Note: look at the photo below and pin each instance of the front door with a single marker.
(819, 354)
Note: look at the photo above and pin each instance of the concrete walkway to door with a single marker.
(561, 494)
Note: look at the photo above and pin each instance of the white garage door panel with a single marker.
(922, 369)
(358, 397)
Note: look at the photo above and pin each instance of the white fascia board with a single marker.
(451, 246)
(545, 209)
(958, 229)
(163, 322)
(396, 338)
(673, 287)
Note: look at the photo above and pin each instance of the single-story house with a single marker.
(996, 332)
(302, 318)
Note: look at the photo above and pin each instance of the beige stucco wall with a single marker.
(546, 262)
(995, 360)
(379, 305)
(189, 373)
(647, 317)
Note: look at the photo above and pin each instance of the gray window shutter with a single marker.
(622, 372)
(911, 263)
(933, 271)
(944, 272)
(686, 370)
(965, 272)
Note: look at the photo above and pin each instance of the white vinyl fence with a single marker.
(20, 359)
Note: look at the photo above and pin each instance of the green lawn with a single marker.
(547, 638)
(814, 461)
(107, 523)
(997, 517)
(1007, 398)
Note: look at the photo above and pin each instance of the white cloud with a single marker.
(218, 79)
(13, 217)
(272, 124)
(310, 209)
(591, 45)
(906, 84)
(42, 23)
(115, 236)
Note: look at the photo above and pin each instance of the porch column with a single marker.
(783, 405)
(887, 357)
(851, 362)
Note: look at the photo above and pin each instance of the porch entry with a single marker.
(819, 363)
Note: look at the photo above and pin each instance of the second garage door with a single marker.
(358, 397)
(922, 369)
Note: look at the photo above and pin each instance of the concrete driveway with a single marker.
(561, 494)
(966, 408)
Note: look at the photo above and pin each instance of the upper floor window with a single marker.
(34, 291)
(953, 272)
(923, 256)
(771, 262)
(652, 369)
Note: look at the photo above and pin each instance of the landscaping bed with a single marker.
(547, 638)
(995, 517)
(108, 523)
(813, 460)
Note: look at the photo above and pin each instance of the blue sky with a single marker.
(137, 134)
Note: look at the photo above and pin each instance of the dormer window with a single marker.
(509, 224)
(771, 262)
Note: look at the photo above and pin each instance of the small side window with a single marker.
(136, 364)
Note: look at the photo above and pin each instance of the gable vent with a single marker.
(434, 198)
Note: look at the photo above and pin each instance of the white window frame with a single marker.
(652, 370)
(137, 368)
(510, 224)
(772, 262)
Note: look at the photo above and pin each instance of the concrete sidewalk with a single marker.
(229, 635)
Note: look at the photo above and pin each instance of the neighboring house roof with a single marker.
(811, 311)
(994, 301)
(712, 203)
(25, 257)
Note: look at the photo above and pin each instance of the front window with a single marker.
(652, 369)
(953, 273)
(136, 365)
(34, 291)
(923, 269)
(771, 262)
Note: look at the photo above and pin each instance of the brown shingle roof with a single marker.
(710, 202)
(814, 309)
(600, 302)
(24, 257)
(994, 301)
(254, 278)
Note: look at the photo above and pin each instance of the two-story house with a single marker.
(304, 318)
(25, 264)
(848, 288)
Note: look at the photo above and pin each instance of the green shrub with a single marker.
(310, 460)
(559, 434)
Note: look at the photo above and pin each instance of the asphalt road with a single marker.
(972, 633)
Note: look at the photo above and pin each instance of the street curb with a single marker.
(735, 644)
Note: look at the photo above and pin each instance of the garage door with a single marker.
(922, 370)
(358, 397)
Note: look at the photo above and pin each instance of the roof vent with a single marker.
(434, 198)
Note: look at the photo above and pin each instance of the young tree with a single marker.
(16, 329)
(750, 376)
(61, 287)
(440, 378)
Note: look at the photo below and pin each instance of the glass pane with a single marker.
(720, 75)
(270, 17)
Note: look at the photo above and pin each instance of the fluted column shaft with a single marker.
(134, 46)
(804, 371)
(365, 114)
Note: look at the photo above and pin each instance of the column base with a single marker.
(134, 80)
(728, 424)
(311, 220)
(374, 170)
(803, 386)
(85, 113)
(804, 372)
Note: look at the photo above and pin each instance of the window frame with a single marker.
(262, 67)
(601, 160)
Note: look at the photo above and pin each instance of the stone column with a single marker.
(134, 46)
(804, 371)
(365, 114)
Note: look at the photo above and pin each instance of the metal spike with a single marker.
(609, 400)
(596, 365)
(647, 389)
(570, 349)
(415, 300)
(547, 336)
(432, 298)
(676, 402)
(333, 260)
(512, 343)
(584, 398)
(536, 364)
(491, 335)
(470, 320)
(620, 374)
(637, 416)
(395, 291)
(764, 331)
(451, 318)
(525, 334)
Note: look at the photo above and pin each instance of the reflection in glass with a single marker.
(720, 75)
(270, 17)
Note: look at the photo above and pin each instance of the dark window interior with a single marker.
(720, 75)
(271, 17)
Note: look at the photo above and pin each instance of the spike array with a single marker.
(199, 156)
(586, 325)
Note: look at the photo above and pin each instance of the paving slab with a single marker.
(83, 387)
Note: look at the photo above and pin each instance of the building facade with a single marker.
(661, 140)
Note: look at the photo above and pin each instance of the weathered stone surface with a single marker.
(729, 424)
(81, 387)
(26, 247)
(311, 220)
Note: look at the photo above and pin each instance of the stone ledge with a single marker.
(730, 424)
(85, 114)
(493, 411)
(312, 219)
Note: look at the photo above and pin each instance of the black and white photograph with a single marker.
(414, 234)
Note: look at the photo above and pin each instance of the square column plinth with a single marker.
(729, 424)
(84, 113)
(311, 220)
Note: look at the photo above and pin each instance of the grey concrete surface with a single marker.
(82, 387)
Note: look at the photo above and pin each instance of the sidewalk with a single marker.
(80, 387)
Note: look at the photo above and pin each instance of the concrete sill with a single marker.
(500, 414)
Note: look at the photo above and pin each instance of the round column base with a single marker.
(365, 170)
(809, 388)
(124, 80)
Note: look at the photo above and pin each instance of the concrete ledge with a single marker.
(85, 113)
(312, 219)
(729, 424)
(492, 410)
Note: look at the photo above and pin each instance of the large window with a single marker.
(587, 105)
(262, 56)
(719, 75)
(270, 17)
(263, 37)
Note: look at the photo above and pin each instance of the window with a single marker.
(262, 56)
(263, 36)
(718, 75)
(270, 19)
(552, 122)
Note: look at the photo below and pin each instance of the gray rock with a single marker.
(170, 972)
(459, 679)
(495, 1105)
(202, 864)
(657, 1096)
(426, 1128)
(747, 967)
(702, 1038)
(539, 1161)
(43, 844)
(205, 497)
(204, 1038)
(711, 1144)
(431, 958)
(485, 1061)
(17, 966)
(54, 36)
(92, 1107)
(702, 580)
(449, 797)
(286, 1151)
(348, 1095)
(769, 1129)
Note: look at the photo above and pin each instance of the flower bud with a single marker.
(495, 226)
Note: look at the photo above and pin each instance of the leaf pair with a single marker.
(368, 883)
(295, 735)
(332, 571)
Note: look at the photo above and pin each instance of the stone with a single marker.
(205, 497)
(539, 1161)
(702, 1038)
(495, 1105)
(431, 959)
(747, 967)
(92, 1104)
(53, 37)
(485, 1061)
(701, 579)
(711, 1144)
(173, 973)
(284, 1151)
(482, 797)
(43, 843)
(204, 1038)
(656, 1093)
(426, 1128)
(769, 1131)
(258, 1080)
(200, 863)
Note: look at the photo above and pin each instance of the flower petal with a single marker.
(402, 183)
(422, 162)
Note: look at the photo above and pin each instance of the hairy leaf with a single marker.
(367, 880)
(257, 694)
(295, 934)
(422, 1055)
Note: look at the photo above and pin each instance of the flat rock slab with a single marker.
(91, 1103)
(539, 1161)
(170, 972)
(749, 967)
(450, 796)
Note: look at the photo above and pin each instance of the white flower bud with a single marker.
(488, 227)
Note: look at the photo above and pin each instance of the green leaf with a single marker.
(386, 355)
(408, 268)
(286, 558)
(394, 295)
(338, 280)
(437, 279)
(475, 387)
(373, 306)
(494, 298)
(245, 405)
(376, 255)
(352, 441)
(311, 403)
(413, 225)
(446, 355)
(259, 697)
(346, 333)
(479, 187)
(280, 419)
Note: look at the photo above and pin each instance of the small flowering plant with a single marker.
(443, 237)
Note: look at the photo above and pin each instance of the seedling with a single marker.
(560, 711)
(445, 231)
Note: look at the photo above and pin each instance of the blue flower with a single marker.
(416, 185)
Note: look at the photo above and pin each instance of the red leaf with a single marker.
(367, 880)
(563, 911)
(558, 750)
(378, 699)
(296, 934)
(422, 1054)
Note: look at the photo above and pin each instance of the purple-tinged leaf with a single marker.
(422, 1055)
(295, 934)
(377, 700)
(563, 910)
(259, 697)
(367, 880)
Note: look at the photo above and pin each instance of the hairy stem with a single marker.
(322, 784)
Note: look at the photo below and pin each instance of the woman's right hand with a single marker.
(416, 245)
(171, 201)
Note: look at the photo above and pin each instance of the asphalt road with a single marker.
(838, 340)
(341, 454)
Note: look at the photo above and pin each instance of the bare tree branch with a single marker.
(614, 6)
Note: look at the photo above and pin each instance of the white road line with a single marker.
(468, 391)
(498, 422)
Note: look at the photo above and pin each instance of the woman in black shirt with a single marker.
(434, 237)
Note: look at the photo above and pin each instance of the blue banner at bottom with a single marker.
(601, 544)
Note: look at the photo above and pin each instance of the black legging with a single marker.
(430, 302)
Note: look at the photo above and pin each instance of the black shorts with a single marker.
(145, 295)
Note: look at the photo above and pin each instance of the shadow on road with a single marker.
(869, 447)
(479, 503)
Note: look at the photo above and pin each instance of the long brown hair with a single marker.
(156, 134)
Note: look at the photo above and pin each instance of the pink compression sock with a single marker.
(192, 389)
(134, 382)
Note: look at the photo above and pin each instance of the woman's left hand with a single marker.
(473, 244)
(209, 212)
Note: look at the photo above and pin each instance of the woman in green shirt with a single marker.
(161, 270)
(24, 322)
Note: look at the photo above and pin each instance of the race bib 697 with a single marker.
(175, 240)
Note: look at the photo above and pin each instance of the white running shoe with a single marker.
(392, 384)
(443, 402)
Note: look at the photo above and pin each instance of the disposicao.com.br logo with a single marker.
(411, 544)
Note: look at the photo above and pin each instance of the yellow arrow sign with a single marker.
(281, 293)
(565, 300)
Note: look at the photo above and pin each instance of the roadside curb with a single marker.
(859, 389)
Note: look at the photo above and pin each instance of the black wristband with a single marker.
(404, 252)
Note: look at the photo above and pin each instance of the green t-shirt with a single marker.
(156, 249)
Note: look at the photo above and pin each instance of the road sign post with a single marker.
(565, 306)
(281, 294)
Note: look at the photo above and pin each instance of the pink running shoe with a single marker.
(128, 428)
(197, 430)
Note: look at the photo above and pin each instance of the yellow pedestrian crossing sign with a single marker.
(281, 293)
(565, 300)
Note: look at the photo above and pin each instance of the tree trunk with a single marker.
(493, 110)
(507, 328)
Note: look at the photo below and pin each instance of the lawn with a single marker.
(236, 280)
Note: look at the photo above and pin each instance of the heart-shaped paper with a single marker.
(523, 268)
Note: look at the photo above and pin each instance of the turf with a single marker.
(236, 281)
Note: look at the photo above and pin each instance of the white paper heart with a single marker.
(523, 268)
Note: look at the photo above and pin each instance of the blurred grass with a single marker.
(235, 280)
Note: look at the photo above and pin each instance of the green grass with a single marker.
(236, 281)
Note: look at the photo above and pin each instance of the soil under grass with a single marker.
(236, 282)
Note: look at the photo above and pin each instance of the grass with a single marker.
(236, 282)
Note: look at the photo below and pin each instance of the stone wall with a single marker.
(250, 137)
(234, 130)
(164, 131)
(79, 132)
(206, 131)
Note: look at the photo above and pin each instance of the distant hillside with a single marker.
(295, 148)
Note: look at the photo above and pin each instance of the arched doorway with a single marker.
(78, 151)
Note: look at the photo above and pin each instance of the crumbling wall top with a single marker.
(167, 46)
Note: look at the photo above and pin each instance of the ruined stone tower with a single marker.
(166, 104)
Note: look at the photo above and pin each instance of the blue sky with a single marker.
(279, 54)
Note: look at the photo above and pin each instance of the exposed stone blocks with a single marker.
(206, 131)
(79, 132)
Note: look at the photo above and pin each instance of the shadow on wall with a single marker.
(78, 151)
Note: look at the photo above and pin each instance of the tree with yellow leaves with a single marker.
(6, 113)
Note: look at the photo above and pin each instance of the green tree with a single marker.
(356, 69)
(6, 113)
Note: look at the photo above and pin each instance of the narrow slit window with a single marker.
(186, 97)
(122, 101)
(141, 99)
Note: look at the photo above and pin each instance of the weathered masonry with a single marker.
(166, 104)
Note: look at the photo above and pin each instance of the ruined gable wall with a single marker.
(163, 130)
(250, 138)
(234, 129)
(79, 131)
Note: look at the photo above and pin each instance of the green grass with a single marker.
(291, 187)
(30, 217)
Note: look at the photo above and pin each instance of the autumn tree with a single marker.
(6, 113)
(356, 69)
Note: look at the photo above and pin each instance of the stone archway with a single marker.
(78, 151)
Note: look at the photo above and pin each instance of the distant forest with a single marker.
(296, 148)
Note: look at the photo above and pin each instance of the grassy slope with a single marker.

______

TASK BRIEF | Put the listing into a Markdown table with the columns Row and Listing line. Start at the line that contains "hillside with a single marker.", end with the final line of the listing, and include both of those lines. Number each row and leave out any blank lines.

WRITTEN SOLUTION |
| Row | Listing line |
|---|---|
| 1 | Note: look at the photo above and pin each instance of the distant hillside with a single marker. |
| 2 | (295, 148) |
| 3 | Note: look at the photo above and pin each instance of the arched doorway with a single marker. |
| 4 | (78, 151) |
| 5 | Note: look at the photo above and pin each instance of the crumbling wall top with a single marker. |
| 6 | (167, 46) |
| 7 | Note: look at the photo above and pin each instance of the ruined stone tower with a single marker. |
| 8 | (166, 104) |
| 9 | Note: look at the photo above and pin each instance of the blue sky with a single marker. |
| 10 | (279, 54) |
| 11 | Note: look at the photo above and pin each instance of the exposed stone blocks with a single marker. |
| 12 | (206, 131) |
| 13 | (79, 132) |
| 14 | Note: look at the photo above and pin each instance of the shadow on wall with a single marker. |
| 15 | (78, 151) |
| 16 | Note: look at the photo above and pin each instance of the tree with yellow leaves with a single marker. |
| 17 | (6, 113) |
| 18 | Note: look at the photo above and pin each instance of the green tree with a single marker. |
| 19 | (356, 69) |
| 20 | (6, 113) |
| 21 | Note: look at the photo above and pin each instance of the narrow slit window with a single marker. |
| 22 | (186, 97) |
| 23 | (122, 101) |
| 24 | (141, 99) |
| 25 | Note: look at the photo above and pin each instance of the weathered masonry with a single marker. |
| 26 | (166, 104) |
| 27 | Note: look at the photo above and pin each instance of the ruined gable wall with a single marker. |
| 28 | (163, 130) |
| 29 | (250, 138) |
| 30 | (234, 129) |
| 31 | (79, 131) |
| 32 | Note: look at the photo above and pin each instance of the green grass with a single marker. |
| 33 | (291, 187) |
| 34 | (30, 217) |
| 35 | Note: look at the photo above and pin each instance of the autumn tree with a single marker. |
| 36 | (6, 113) |
| 37 | (356, 69) |
| 38 | Note: look at the photo above and pin each instance of the stone archway with a single marker. |
| 39 | (78, 151) |
| 40 | Note: look at the photo above and pin each instance of the distant forest with a single marker. |
| 41 | (296, 148) |
| 42 | Note: look at the photo above and pin each instance of the grassy slope with a single marker. |